RAW DATA —
** start **

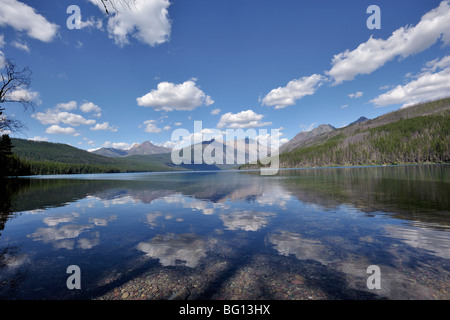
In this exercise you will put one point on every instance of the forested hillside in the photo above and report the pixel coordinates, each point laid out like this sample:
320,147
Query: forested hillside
417,134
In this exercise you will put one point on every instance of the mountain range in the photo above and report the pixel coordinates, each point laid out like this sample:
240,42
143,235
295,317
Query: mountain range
417,134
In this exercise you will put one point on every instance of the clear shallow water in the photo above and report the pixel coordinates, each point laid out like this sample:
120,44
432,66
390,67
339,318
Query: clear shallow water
302,234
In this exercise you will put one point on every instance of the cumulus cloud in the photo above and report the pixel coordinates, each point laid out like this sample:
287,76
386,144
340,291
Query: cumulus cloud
242,120
296,89
430,84
174,250
38,138
59,114
23,94
118,145
169,96
21,45
146,20
55,129
24,18
104,126
405,41
151,126
356,95
52,117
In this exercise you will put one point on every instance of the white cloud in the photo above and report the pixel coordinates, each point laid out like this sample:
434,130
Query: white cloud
428,85
307,128
21,45
296,89
151,126
242,120
405,41
104,126
38,138
55,129
59,114
356,95
22,17
146,20
169,96
118,145
23,94
88,107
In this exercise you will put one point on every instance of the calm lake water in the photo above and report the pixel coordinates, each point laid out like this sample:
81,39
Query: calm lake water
301,234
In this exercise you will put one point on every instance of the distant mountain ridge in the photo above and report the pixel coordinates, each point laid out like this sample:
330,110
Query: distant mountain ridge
360,120
416,134
145,148
301,138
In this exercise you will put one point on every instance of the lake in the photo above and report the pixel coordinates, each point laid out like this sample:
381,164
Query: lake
300,234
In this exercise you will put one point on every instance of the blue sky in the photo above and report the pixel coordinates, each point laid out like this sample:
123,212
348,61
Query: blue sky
265,64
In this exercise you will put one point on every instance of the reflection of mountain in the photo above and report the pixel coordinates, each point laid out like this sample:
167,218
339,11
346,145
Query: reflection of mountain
417,193
434,241
175,250
246,220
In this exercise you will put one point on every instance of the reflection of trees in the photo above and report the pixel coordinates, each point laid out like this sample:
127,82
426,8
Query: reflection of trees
409,192
9,189
248,220
287,243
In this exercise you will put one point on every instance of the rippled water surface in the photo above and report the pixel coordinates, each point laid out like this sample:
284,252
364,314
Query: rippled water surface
301,234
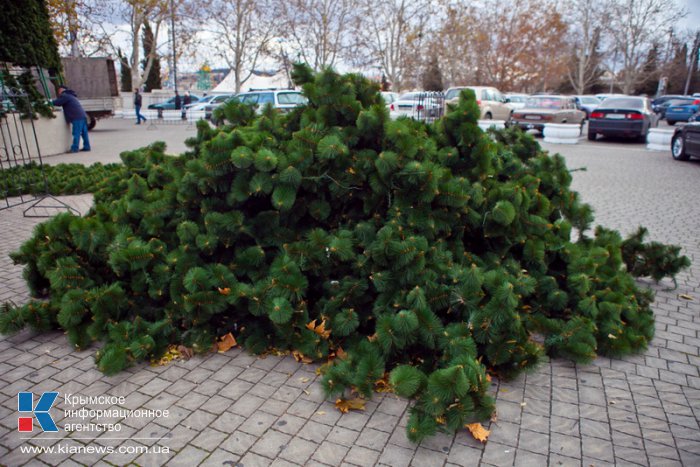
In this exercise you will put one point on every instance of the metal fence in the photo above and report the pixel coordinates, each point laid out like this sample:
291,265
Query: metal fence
430,106
22,175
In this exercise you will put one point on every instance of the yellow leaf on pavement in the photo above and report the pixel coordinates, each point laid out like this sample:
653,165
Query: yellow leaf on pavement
478,431
345,405
300,357
320,329
226,343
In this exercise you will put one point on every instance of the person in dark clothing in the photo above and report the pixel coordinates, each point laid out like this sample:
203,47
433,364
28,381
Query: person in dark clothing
186,100
137,106
75,115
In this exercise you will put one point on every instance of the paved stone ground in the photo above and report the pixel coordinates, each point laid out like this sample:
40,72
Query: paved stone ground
236,409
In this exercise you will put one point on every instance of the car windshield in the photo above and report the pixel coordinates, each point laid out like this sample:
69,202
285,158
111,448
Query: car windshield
410,96
452,93
544,103
589,100
294,98
680,102
624,103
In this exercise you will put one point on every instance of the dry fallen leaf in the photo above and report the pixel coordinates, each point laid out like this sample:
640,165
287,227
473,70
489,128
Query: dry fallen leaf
300,357
345,405
382,385
226,343
478,432
320,329
185,352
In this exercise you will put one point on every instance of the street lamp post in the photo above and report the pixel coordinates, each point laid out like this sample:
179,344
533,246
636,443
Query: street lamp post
172,28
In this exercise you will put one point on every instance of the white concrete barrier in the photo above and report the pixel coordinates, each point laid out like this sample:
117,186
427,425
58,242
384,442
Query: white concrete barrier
561,133
496,124
659,139
194,115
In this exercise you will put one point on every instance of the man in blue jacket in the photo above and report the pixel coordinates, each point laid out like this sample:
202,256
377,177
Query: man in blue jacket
75,115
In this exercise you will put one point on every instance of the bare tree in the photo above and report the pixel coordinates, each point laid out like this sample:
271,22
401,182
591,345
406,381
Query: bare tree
636,25
242,34
520,44
318,30
393,34
587,21
455,40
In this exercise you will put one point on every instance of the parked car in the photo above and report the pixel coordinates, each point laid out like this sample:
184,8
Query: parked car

** end **

EXERCISE AIM — Repeat only the stretch of lines that begins at the line containing "of the street" and ends at the last line above, both included.

FULL SOLUTION —
In this exercise you will put one point on every instance of the street lamp post in the photo above and report the pixel coordinates, each point laid out like this sample:
179,344
533,246
636,443
Query: street lamp post
172,28
In this exercise you will put one point on every instance of the white concrete barrier in the photo above and report the pixel coordinates, each point laid out like this sample:
117,186
427,425
58,242
384,442
Query: white concrete barrier
561,133
496,124
659,139
194,115
In this exercise you will put one point on every instance of the man in blue jacket in the photo above and report the pixel coordinates, each point laid out like this sample:
202,256
377,177
Query: man in blue jacket
75,115
In this exercise you will put one point on every instance of the bare tree in the photo above and report the pixel coordinates, each point laid out like this sample:
271,22
401,182
591,345
406,381
Query: bare tree
636,25
242,34
520,44
318,30
393,34
587,21
455,40
In this exercise you will put one point on every instance of the parked car in the photo above and report the pixel coordinates, each point laid out like this sample:
184,8
Query: parked car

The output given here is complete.